* _Verilen metin_:
↓

Venezuelalı mühendis Jose Manuel Garcia’nın ciddi bir sorunu var. Başkent Karakas’taki Simon Bolivar Üniversitesi’ndeki hidrolik projesinde çalışacak yeterli sayıda personel bulamıyor.
Alman Haber Ajansı’na (DPA) konuşan Garcia, “Projede ekibinde yer alanların sayısı birkaç ay içerisinde yarıya indi. Birçoğu Kolombiya’ya gitti. Bazıları veda dahi etmeden ortadan kayboldu. Kalanlar ise tüm gün işyerindeki bilgisayarlardan diğer ülkelerdeki iş imkânlarını araştırıyor” dedi.
Garcia, Venezuela’da devam eden ekonomik ve politik krizden şikâyetçi çok sayıda işletme sahibinden yalnızca biri.
Özellikle ülkedeki petrol sektörü, tedarik zinciri ile birlikte söz konusu krizlerden gittikçe artan bir şekilde zarar görüyor.
Venezuela, en büyük petrol rezervlerinden birine sahip olduğu kanıtlanmış ülkelerden… Ancak 1998’de 3,5 milyon varil olan günlük üretimi 1,6 milyon varile gerilemiş durumda.

↑

* _Görev girdileri_:
↓

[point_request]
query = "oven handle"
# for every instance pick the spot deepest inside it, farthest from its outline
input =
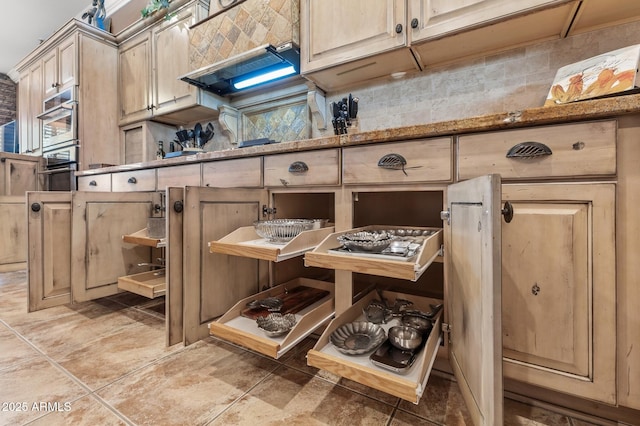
(53, 112)
(60, 170)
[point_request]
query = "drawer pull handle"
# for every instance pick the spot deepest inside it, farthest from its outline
(529, 150)
(395, 162)
(298, 167)
(507, 212)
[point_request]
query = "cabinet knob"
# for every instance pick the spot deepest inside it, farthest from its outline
(527, 150)
(298, 167)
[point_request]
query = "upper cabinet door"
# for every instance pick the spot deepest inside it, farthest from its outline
(334, 32)
(473, 247)
(171, 60)
(432, 18)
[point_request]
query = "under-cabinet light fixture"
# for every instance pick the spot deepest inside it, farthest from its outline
(263, 78)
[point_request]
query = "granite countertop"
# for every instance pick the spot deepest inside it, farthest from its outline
(585, 110)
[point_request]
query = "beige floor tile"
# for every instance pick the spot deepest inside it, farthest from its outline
(295, 398)
(30, 386)
(441, 403)
(102, 361)
(91, 323)
(518, 414)
(13, 350)
(190, 387)
(86, 411)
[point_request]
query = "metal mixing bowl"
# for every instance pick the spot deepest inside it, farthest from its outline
(405, 338)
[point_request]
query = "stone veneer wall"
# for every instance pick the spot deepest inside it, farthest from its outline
(509, 81)
(8, 99)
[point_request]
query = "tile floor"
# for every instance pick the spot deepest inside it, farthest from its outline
(105, 363)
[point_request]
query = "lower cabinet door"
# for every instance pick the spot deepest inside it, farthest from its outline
(49, 249)
(558, 288)
(99, 254)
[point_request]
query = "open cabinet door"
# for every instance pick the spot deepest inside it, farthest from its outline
(98, 254)
(473, 247)
(174, 298)
(49, 249)
(214, 282)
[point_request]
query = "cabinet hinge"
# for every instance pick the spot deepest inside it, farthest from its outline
(446, 215)
(266, 211)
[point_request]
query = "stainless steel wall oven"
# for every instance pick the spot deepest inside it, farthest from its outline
(60, 140)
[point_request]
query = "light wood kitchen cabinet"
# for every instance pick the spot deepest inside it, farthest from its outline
(241, 172)
(149, 66)
(472, 267)
(595, 14)
(427, 160)
(13, 232)
(558, 253)
(19, 173)
(217, 215)
(302, 169)
(49, 249)
(30, 93)
(59, 67)
(184, 175)
(345, 44)
(134, 181)
(76, 252)
(79, 55)
(447, 31)
(100, 183)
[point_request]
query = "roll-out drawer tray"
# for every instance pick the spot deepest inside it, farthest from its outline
(234, 327)
(326, 255)
(409, 385)
(245, 242)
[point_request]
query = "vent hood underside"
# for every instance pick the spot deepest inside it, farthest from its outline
(220, 78)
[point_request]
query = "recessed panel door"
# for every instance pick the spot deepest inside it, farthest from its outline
(473, 295)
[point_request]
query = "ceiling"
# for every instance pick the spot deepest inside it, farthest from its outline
(27, 22)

↑

* _Yapılacaklar listesi_:
• 1. Venezuela'daki krizi anlatan metinde "Garcia, Venezuela’da devam" ile başlayıp "varile gerilemiş durumda." sözcüklerine kadar devam eden bölümü birebir kopyalayın.
• 2. Satırlarda "oven" sözcüğünü içeren satırları sayın ve yalnızca bu sayıyı yazın.

* _Çözümlü cevaplar_:
• 1.
Garcia, Venezuela’da devam eden ekonomik ve politik krizden şikâyetçi çok sayıda işletme sahibinden yalnızca biri.
Özellikle ülkedeki petrol sektörü, tedarik zinciri ile birlikte söz konusu krizlerden gittikçe artan bir şekilde zarar görüyor.
Venezuela, en büyük petrol rezervlerinden birine sahip olduğu kanıtlanmış ülkelerden… Ancak 1998’de 3,5 milyon varil olan günlük üretimi 1,6 milyon varile gerilemiş durumda.

• 2. 2